Given request: Copy every one of the rows below character for character.
[start Provided data]
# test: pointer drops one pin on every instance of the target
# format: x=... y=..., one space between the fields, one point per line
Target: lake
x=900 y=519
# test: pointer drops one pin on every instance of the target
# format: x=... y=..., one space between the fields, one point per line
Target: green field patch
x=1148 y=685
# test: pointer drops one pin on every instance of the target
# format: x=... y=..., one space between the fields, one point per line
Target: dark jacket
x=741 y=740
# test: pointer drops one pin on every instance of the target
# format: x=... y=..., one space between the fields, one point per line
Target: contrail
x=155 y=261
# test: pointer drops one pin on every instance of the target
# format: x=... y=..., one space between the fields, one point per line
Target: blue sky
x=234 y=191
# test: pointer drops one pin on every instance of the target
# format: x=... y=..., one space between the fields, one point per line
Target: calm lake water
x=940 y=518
[end Provided data]
Problem solution:
# test: pointer drops one pin on every instance of the target
# format: x=... y=..., one space between the fields, one point per line
Target: lake
x=900 y=519
# test: pointer drops one pin on every instance of the target
# format: x=... y=..., one space between the fields, one point per line
Target: green field patch
x=1148 y=685
# test: pointer drops one pin on every instance of the target
# format: x=... y=..., one space between the fields, one point per line
Target: dark jacket
x=741 y=740
# test: pointer drops one pin on every instance of the target
# format: x=... y=..., one space between the fields, one point per line
Target: contrail
x=155 y=261
# test: pointer drops one pin on every instance of the target
# format: x=... y=..., one space between the fields, one point per line
Target: blue sky
x=234 y=191
# test: pointer drops one pin on every instance of the target
# format: x=... y=..., one space between the fields, one point per line
Target: calm lake water
x=940 y=518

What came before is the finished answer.